[Data entries]
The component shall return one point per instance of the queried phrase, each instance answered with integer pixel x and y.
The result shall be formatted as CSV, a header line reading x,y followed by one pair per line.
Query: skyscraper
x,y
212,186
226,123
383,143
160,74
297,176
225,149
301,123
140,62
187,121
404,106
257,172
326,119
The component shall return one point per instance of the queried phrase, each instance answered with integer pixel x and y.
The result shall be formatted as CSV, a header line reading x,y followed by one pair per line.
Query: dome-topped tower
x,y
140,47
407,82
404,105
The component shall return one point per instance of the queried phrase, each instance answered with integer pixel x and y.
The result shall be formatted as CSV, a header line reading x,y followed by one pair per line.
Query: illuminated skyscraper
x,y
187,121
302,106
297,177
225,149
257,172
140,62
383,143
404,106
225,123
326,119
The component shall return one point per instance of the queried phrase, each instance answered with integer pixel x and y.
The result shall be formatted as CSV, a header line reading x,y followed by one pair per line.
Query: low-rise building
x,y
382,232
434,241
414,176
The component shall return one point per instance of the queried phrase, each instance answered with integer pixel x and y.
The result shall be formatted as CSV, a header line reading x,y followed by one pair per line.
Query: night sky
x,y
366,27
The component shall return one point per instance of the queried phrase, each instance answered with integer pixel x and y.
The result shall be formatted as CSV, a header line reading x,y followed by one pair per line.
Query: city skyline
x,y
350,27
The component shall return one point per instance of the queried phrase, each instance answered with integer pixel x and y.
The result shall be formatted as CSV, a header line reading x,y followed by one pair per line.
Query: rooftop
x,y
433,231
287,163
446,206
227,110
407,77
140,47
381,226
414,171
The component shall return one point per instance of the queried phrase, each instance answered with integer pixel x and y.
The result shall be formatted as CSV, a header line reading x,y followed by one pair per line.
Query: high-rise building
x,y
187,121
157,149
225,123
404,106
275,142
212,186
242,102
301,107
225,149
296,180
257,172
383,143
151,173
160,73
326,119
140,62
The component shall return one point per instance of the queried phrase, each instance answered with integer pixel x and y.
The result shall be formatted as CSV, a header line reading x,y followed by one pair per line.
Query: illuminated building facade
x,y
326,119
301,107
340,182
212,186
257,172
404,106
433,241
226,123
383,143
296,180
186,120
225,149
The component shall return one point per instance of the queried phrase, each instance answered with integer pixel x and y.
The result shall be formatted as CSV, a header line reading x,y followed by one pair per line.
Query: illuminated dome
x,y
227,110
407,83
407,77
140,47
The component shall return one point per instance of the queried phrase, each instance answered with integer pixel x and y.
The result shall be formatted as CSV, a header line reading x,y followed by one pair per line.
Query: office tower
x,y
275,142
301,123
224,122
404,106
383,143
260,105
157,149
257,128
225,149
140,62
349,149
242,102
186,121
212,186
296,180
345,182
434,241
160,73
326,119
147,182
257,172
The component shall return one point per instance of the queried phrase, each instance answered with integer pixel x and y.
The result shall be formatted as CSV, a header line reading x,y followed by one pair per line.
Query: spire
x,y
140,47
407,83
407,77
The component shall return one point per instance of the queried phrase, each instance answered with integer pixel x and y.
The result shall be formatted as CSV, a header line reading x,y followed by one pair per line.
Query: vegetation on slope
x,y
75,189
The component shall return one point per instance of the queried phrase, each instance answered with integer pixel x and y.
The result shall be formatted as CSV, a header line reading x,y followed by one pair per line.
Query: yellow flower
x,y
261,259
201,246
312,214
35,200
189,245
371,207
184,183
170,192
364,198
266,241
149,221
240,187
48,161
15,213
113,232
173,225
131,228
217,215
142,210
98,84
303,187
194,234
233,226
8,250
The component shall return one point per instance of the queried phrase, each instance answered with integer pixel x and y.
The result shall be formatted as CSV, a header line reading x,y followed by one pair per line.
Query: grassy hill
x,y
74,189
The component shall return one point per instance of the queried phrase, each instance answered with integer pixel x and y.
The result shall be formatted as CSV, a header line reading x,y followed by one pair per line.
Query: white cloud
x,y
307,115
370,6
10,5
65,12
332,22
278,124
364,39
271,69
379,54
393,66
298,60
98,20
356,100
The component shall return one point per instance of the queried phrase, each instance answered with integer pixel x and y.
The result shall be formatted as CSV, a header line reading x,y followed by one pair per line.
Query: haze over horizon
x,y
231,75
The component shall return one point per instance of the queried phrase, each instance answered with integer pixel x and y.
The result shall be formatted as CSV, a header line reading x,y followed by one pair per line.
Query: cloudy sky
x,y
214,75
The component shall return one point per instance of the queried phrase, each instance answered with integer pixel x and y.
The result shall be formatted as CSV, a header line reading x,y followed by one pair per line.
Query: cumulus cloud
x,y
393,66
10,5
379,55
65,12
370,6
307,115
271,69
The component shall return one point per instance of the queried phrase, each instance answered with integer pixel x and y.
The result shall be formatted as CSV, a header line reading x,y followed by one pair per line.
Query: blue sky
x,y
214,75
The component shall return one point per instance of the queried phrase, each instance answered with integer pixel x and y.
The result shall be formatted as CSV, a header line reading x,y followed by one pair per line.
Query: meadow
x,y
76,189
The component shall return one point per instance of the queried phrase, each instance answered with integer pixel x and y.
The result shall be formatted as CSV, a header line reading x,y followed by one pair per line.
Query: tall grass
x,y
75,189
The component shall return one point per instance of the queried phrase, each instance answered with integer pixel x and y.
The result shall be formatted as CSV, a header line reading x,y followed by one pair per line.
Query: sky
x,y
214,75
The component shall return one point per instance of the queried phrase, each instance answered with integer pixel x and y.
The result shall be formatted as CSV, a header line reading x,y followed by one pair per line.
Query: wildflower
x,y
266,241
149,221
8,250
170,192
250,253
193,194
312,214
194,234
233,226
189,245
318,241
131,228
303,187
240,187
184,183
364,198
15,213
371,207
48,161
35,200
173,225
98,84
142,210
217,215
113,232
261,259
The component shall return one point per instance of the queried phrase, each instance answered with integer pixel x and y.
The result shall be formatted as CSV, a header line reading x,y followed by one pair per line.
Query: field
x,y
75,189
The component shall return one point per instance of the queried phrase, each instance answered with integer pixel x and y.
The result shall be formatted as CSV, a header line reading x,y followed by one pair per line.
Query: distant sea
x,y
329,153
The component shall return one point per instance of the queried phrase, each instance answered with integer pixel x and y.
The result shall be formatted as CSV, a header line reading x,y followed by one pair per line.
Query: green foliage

Request:
Transcribe every entry exactly, omitting nothing.

Result of this task:
The component shall return one point per instance of the queried phrase, each instance answered with integer pixel x and y.
The result shall be formatted as CSV, a header line reading x,y followed by one pair per line.
Query: skyscraper
x,y
212,186
226,123
383,143
160,74
297,176
225,149
301,123
140,62
187,121
404,106
257,172
326,119
The component shall return one point per instance of the queried phrase, each instance answered with integer pixel x and y.
The result shall be formatted as CSV, a header line reading x,y followed by one pair per line.
Query: dome-topped tower
x,y
140,47
407,82
404,105
The component shall return one point per instance of the queried phrase, each instance answered with integer pixel x and y.
The result shall be formatted as CSV, a header line reading x,y followed by one pair per line.
Query: illuminated skyscraper
x,y
187,121
302,106
297,177
225,149
257,172
140,62
383,143
404,106
225,123
326,119
The component shall return one point per instance of the queried phrase, each instance answered with integer pixel x and y.
The result shall be formatted as CSV, a header line reading x,y followed by one pair per line.
Query: low-rise building
x,y
382,232
434,241
414,176
The component shall return one point per instance of the queried phrase, each instance answered with integer pixel x and y.
The result shall be formatted as CSV, a header line reading x,y followed by one pair per line.
Query: night sky
x,y
366,27
The component shall return one point per instance of the queried phrase, each instance answered with integer pixel x and y.
The result shall be formatted as CSV, a header line reading x,y followed by one pair per line.
Query: city skyline
x,y
350,27
The component shall return one point per instance of the queried phrase, each instance answered with integer pixel x and y.
The result shall be formatted as CSV, a header line reading x,y followed by one pair per line.
Query: rooftop
x,y
433,231
287,163
446,206
227,110
407,77
140,47
381,226
414,171
The component shall return one point per instance of the queried phrase, each instance answered with integer pixel x and y.
The result shall be formatted as CSV, a header line reading x,y followed by one pair per line.
Query: high-rise building
x,y
187,121
157,149
225,123
404,106
275,142
212,186
242,102
301,107
225,149
296,180
257,172
383,143
151,173
160,73
326,119
140,62
The component shall return one point per instance of the queried phrase, each instance answered with integer pixel x and y.
The result shall be formatted as CSV, a header line reading x,y followed by one pair per line.
Query: illuminated building facade
x,y
326,119
301,107
340,182
212,186
257,172
404,106
433,241
226,123
383,143
296,180
186,120
225,149
The component shall return one point per instance of the queried phrase, each instance answered with integer pixel x and y.
The result shall be formatted as CSV, a header line reading x,y followed by one pair per line.
Query: illuminated dome
x,y
227,110
407,83
407,77
140,47
The component shall return one point per instance of the queried phrase, each instance answered with integer pixel x and y.
The result shall be formatted as CSV, a header line reading x,y followed by one pair per line.
Query: office tower
x,y
275,142
301,123
224,122
404,106
383,143
260,105
157,149
257,128
225,149
140,62
349,149
242,102
186,121
212,186
296,180
345,182
434,241
160,73
326,119
147,182
257,172
The component shall return one point per instance of the queried phrase, each instance answered with integer pixel x and y.
The result shall be formatted as CSV, a header line reading x,y followed by one pair per line.
Query: spire
x,y
140,47
407,83
407,77
The component shall return one point per instance of the queried phrase, each instance answered with integer pixel x and y.
The result shall be formatted as CSV, a header line reading x,y followed by one pair per line.
Query: vegetation on slope
x,y
75,189
The component shall return one point per instance of the queried phrase, each instance answered with integer pixel x and y.
The result shall be formatted as CSV, a header line reading x,y followed by one pair per line.
Query: yellow flower
x,y
261,259
201,246
312,214
35,200
189,245
371,207
184,183
170,192
364,198
266,241
149,221
240,187
48,161
15,213
113,232
173,225
131,228
217,215
142,210
98,84
303,187
194,234
233,226
8,250
The component shall return one point per instance of the queried phrase, each instance answered with integer pixel x and y.
The result shall be formatted as CSV, a header line reading x,y followed by one pair per line.
Query: grassy hill
x,y
74,189
The component shall return one point per instance of the queried phrase, each instance answered with integer pixel x and y.
The result shall be formatted as CSV, a header line reading x,y followed by one pair per line.
Query: white cloud
x,y
307,115
370,6
10,5
65,12
332,22
278,124
364,39
271,69
379,54
393,66
298,60
98,20
356,100
The component shall return one point per instance of the queried phrase, each instance answered with integer pixel x and y.
The result shall be formatted as CSV, a header line reading x,y followed by one pair per line.
Query: haze over horizon
x,y
231,75
The component shall return one point per instance of the queried phrase, each instance answered with integer pixel x and y.
The result shall be formatted as CSV, a header line reading x,y followed by one pair per line.
Query: cloudy sky
x,y
214,75
The component shall return one point per instance of the queried phrase, each instance answered with integer pixel x and y.
The result shall be formatted as CSV, a header line reading x,y followed by one pair per line.
Query: cumulus cloud
x,y
393,66
10,5
379,55
65,12
370,6
307,115
271,69
The component shall return one point per instance of the queried phrase, each instance answered with integer pixel x and y.
The result shall be formatted as CSV, a header line reading x,y followed by one pair per line.
Query: blue sky
x,y
214,75
The component shall return one point per instance of the queried phrase, each instance answered with integer pixel x and y.
The result shall be formatted as CSV, a header line reading x,y followed by one pair per line.
Query: meadow
x,y
76,189
The component shall return one point per instance of the queried phrase, each instance answered with integer pixel x and y.
The result shall be formatted as CSV, a header line reading x,y followed by one pair per line.
Query: tall grass
x,y
75,189
The component shall return one point per instance of the queried phrase, each instance answered with integer pixel x and y.
The result shall be formatted as CSV, a header line reading x,y followed by one pair per line.
Query: sky
x,y
214,75
The component shall return one point per instance of the queried phrase, each instance answered with integer pixel x and y.
The result shall be formatted as CSV, a header line reading x,y followed by one pair per line.
Query: wildflower
x,y
266,241
149,221
8,250
170,192
250,253
193,194
312,214
194,234
233,226
189,245
318,241
131,228
303,187
240,187
184,183
364,198
15,213
371,207
48,161
35,200
173,225
98,84
142,210
217,215
113,232
261,259
The component shall return one point per instance of the queried phrase, each instance answered with integer pixel x and y.
The result shall be formatted as CSV, a header line reading x,y followed by one pair per line.
Query: field
x,y
75,189
The component shall return one point per instance of the queried phrase, each instance answered with integer pixel x and y.
The result shall be formatted as CSV, a header line reading x,y followed by one pair per line.
Query: distant sea
x,y
329,153
The component shall return one point per instance of the queried phrase, each instance answered with integer pixel x and y.
The result shall be formatted as CSV, a header line reading x,y followed by one pair per line.
Query: green foliage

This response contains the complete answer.